> **What is being asked**
In the article about Linked Finance, how much of the €200m first tranche under the Covid-19 working capital scheme had been awarded by the end of last week?

> **Exercise passage**
Irish P2P platform calls for more government support for SMEs
Alternative lenders should be included in the delivery of the Irish government’s lending support for small- and medium-sized enterprises (SMEs), peer-to-peer platform Linked Finance has claimed.
The Irish platform said that it is vital to ensure funding is deployed rapidly, and that this will be helped by leveraging the strong SME relationships held by several non-bank lenders.
Linked Finance said the Irish government’s existing capital guarantee and Covid-19 working capital schemes have good intentions, but are not delivering at the scale required.
By the end of last week only €11m (£9.6m) of the €200m first tranche allocated under the Covid-19 working capital scheme had been awarded, with just 56 companies having loans approved over seven weeks since its launch on 10 March.
As well as calling for more alternative lenders to deliver the schemes, Linked Finance wants the excessive administrative burden required of firms to be cut, and the Irish government to increase its guarantee in the loans.

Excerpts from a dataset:
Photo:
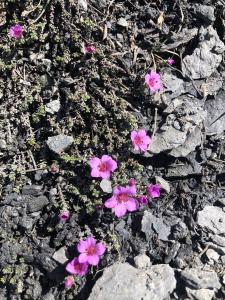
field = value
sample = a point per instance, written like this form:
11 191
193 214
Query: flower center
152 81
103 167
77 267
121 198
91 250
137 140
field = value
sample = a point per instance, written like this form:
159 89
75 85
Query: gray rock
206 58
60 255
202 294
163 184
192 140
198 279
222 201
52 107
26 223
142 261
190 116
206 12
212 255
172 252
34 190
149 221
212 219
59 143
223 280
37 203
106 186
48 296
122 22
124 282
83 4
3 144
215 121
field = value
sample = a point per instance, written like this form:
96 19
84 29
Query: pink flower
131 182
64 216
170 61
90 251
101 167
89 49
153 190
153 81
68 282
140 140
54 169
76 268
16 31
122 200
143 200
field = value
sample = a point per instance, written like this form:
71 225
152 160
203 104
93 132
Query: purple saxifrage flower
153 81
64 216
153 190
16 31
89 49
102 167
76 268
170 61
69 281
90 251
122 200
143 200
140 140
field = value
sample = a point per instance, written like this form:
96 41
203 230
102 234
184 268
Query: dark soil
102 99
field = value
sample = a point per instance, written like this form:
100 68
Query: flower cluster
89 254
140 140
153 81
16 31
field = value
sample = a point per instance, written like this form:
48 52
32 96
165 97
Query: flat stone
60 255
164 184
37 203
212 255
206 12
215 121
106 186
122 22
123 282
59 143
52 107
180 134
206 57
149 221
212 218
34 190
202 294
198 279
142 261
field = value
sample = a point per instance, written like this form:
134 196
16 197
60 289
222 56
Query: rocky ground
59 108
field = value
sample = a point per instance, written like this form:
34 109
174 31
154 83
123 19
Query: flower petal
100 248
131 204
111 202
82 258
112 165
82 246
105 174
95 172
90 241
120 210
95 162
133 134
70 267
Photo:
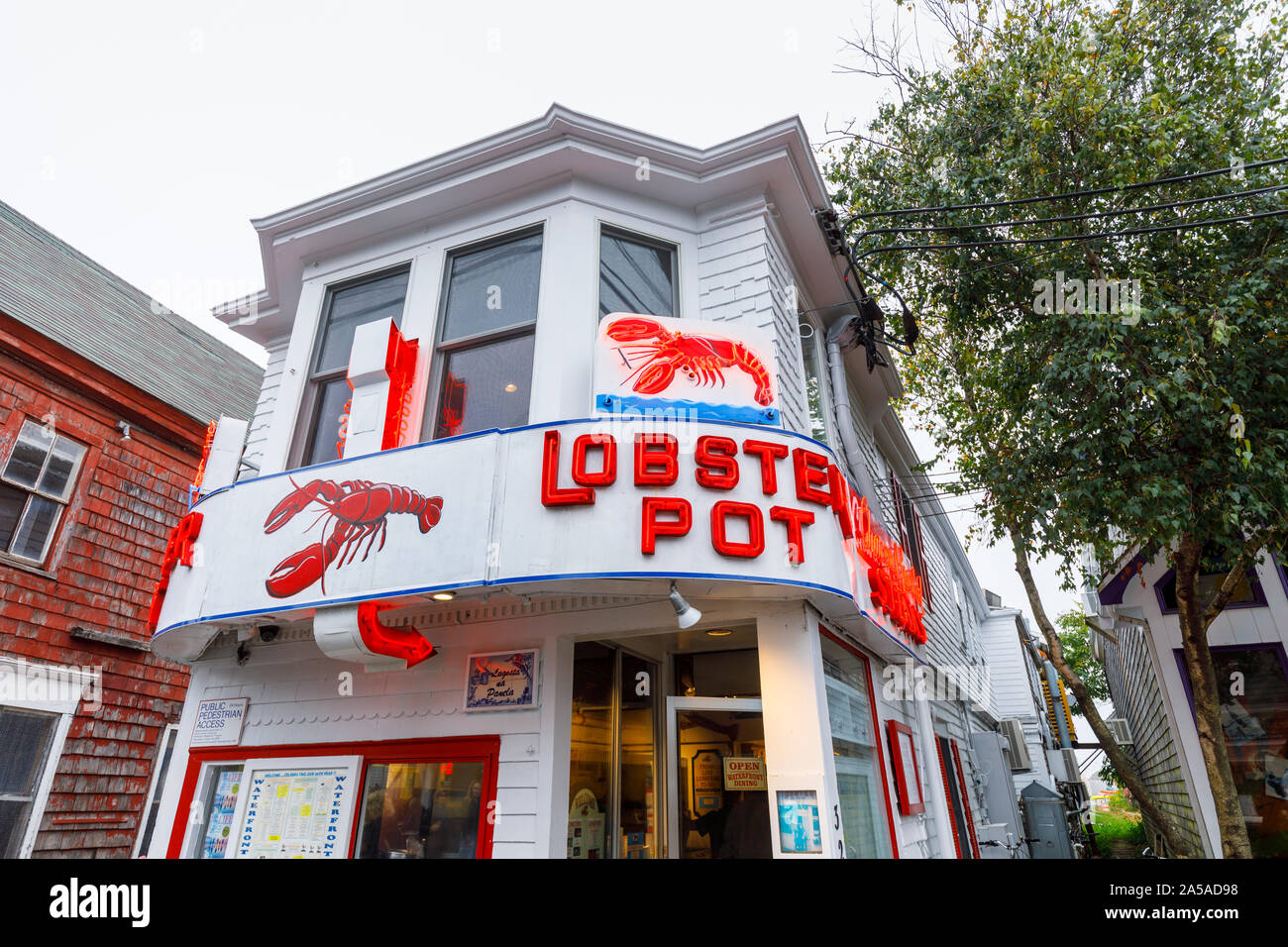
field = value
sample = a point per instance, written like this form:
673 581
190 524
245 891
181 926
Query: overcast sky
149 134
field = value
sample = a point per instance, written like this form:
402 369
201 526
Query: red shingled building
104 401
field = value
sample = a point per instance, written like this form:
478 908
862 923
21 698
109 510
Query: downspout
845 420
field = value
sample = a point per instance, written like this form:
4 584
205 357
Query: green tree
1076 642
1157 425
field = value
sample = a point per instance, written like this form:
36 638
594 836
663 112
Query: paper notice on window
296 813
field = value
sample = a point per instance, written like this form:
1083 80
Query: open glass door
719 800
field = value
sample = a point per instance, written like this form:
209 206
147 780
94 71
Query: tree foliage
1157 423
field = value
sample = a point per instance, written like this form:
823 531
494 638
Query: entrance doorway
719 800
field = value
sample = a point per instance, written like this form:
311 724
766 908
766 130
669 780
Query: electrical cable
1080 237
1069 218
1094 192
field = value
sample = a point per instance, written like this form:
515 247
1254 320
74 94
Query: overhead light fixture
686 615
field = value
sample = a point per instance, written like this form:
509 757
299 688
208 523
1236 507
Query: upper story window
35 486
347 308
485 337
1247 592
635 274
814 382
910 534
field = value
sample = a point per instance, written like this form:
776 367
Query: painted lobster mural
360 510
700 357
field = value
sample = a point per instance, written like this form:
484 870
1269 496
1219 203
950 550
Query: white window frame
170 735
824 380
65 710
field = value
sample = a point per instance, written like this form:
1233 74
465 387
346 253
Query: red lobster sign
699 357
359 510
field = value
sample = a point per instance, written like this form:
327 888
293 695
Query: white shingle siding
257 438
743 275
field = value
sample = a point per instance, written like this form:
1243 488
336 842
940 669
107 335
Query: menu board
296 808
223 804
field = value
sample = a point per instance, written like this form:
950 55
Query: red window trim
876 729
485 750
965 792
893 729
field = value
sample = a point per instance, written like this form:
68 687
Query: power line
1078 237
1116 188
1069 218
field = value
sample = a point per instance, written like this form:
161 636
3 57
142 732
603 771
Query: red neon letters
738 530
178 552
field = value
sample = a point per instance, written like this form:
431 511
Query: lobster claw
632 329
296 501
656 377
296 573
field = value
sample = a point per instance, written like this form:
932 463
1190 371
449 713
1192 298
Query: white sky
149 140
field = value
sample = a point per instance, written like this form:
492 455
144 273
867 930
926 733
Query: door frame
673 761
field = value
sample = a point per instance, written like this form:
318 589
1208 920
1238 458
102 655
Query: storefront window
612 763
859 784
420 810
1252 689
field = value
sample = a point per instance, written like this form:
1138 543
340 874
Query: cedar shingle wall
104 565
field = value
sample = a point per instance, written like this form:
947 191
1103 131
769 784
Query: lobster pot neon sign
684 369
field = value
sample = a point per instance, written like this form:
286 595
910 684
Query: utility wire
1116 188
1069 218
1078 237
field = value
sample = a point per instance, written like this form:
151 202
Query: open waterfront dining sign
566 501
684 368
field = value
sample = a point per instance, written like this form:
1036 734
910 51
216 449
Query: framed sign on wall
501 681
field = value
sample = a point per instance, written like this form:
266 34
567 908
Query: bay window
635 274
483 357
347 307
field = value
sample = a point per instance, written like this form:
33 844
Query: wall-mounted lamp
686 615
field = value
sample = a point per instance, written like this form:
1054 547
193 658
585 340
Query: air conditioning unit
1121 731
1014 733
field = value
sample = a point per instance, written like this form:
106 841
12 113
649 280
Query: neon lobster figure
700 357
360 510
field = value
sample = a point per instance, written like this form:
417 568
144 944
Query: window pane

> **Answer to this exercise**
Only €11m (£9.6m) had been awarded.